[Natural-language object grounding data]
"""

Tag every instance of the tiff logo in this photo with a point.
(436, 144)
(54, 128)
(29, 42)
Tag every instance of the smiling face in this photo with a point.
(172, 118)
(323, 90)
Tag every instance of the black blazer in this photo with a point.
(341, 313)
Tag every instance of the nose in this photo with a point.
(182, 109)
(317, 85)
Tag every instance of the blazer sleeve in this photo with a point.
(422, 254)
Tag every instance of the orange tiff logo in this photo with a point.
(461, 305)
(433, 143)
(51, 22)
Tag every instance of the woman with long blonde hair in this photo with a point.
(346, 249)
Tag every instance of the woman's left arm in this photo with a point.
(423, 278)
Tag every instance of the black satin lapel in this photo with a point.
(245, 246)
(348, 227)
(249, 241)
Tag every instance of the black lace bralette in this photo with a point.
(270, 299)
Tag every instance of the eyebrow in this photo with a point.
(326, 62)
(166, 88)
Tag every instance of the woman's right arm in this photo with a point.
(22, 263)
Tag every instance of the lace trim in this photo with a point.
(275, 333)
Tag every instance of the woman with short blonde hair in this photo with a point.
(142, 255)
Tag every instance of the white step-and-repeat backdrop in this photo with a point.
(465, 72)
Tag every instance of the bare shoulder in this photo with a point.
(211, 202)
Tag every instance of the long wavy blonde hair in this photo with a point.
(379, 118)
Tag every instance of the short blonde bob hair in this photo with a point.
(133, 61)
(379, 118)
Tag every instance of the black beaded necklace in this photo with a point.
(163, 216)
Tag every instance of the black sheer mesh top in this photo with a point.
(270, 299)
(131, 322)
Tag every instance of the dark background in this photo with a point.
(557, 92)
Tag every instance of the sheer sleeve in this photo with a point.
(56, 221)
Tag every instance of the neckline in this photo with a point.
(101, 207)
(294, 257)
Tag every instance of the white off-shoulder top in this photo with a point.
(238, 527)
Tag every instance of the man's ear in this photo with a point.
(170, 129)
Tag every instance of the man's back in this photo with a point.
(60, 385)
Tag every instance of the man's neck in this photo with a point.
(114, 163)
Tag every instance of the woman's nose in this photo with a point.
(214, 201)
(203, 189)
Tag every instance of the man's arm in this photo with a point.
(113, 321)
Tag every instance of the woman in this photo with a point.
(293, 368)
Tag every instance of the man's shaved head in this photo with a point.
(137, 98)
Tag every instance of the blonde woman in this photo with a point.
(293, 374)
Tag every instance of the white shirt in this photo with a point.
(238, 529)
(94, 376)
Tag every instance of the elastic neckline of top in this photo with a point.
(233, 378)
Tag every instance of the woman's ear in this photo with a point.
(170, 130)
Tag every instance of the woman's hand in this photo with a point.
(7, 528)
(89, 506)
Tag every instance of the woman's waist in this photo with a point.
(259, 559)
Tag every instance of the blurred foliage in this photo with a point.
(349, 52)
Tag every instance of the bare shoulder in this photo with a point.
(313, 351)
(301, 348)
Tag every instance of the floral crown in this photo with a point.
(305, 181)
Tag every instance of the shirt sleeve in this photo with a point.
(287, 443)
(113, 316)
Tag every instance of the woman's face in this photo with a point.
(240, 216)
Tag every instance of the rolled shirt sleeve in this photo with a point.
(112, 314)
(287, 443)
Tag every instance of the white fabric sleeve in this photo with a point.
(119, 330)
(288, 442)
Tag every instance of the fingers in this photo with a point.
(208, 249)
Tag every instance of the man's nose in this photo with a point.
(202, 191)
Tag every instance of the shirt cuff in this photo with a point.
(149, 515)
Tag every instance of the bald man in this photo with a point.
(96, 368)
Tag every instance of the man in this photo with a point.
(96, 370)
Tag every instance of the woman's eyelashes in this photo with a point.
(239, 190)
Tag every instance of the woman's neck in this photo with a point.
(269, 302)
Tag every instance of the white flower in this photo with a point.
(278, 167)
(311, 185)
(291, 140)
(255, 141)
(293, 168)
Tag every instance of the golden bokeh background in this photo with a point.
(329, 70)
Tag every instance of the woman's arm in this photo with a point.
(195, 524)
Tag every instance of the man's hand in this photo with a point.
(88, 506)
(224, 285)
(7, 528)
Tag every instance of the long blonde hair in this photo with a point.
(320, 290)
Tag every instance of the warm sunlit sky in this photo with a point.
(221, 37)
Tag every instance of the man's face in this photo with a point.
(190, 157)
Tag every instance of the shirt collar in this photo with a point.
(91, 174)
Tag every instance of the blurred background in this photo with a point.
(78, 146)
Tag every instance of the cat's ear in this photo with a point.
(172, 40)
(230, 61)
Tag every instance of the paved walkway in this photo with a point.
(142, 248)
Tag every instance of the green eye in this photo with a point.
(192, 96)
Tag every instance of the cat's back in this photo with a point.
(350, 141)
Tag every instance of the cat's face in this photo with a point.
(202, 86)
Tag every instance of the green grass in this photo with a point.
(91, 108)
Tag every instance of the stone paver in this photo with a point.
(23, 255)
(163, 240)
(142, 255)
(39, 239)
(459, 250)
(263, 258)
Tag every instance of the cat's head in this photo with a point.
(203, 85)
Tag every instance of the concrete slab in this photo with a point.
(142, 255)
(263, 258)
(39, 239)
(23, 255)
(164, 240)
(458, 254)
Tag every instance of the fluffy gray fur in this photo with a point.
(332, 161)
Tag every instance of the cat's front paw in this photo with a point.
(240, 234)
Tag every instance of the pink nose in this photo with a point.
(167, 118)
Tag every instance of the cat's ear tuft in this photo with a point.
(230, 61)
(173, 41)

"""

Could you reproduce all the records exactly?

Answer box:
Tag every instance of the tiff logo in this photo with a point.
(436, 144)
(54, 128)
(29, 42)
Tag every instance of the smiling face in this photo with a point.
(172, 118)
(323, 90)
Tag every instance of the black blazer in this photo with a point.
(341, 313)
Tag every instance of the nose in this photo with a point.
(182, 109)
(317, 85)
Tag every instance of the blazer sleeve in this photo with a point.
(422, 254)
Tag every instance of the orange tiff logo in this photo with a point.
(461, 305)
(433, 143)
(51, 22)
Tag every instance of the woman with long blonde hair in this photo with a point.
(346, 249)
Tag every instance of the woman's left arm in this photo with a point.
(423, 278)
Tag every instance of the black satin lapel in this photo with a point.
(245, 246)
(348, 227)
(249, 241)
Tag every instance of the black lace bralette in this photo with a point.
(270, 299)
Tag every instance of the eyebrow in this photo with a point.
(326, 62)
(166, 88)
Tag every instance of the woman's right arm in this photo with a point.
(22, 263)
Tag every instance of the lace trim in this photo with a point.
(275, 333)
Tag every instance of the woman with short blonde hair in this photo with a point.
(142, 255)
Tag every instance of the white step-and-repeat backdrop in this photo with a point.
(465, 72)
Tag every instance of the bare shoulder in this photo with a point.
(211, 202)
Tag every instance of the long wavy blonde hair in this photo with a point.
(379, 118)
Tag every instance of the short blonde bob hair in this photo with a point.
(133, 61)
(379, 118)
Tag every instance of the black beaded necklace in this photo with a point.
(163, 216)
Tag every instance of the black sheer mesh top in this photo with a point.
(270, 299)
(131, 322)
Tag every instance of the dark background in this photo with a point.
(557, 92)
Tag every instance of the sheer sleeve in this photo with a point.
(56, 221)
Tag every instance of the neckline in this photo with a point.
(101, 207)
(294, 257)
Tag every instance of the white off-shoulder top in this photo with a point.
(238, 527)
Tag every instance of the man's ear in this photo with a point.
(170, 129)
Tag every instance of the man's back in this photo with a point.
(60, 385)
Tag every instance of the man's neck in this photo with a point.
(114, 163)
Tag every instance of the woman's nose in this photo with a point.
(214, 201)
(203, 189)
Tag every instance of the man's arm in this photo with a point.
(113, 321)
Tag every instance of the woman in this photo with a point.
(293, 368)
Tag every instance of the man's shaved head in this photo with a point.
(137, 98)
Tag every instance of the blonde woman in this photo with a point.
(293, 374)
Tag every instance of the white shirt in this photo with a point.
(238, 529)
(94, 376)
Tag every instance of the elastic neckline of top in this photo with a point.
(233, 378)
Tag every instance of the woman's ear in this photo with a point.
(170, 130)
Tag every instance of the woman's hand in this photo with a point.
(7, 528)
(89, 506)
Tag every instance of the woman's waist in this photo with a point.
(259, 559)
Tag every instance of the blurred foliage in this photo with a point.
(349, 52)
Tag every instance of the bare shoulder in this photo with a point.
(313, 351)
(301, 348)
Tag every instance of the floral crown in this photo with a point.
(305, 181)
Tag every instance of the shirt sleeve in this photo with a point.
(287, 443)
(113, 316)
Tag every instance of the woman's face in this photo with a point.
(240, 216)
Tag every instance of the rolled shirt sleeve in this photo with a point.
(112, 314)
(287, 443)
Tag every instance of the white fabric sleeve in this photo with a point.
(119, 330)
(288, 442)
Tag every instance of the fingers in this photo with a point.
(208, 249)
Tag every instance of the man's nose in this photo with a point.
(202, 191)
Tag every instance of the shirt cuff in this photo with a point.
(149, 515)
Tag every instance of the bald man in this photo with a point.
(96, 368)
Tag every instance of the man in this photo with a point.
(96, 370)
Tag every instance of the woman's eyelashes in this photo with a point.
(239, 190)
Tag every instance of the woman's neck in this photo with a point.
(269, 302)
Tag every instance of the white flower in this photo with a point.
(278, 167)
(311, 185)
(291, 140)
(255, 141)
(293, 168)
Tag every instance of the golden bokeh background in this photo with a point.
(329, 70)
Tag every instance of the woman's arm in this photo with a point.
(195, 524)
Tag every instance of the man's hand in this photo with a point.
(88, 506)
(224, 285)
(7, 528)
Tag every instance of the long blonde hair in this photo with a point.
(320, 290)
Tag every instance of the warm sunlit sky in this photo with a point.
(221, 37)
Tag every instance of the man's face in this photo with a point.
(190, 157)
Tag every instance of the shirt collar in this photo with a point.
(91, 174)
Tag every instance of the blurred background in this photo with a point.
(78, 146)
Tag every instance of the cat's ear in this photo with a point.
(172, 40)
(230, 61)
Tag every instance of the paved walkway in this photo with a point.
(142, 248)
Tag every instance of the green eye in this photo with a point.
(192, 96)
Tag every instance of the cat's back in this photo with a point.
(350, 141)
Tag every instance of the cat's face in this photo with a point.
(202, 86)
Tag every instance of the green grass in this photo with a point.
(91, 108)
Tag every instance of the stone paver in this photo with a point.
(23, 255)
(163, 240)
(142, 255)
(39, 239)
(459, 250)
(263, 258)
Tag every instance of the cat's head in this photo with a point.
(203, 85)
Tag every instance of the concrete slab in this photo with a point.
(142, 255)
(263, 258)
(39, 239)
(23, 255)
(164, 240)
(458, 254)
Tag every instance of the fluffy gray fur in this photo with a point.
(332, 161)
Tag every instance of the cat's front paw in this photo with a point.
(240, 234)
Tag every instance of the pink nose in this photo with a point.
(167, 118)
Tag every instance of the cat's ear tuft in this photo with a point.
(230, 61)
(173, 41)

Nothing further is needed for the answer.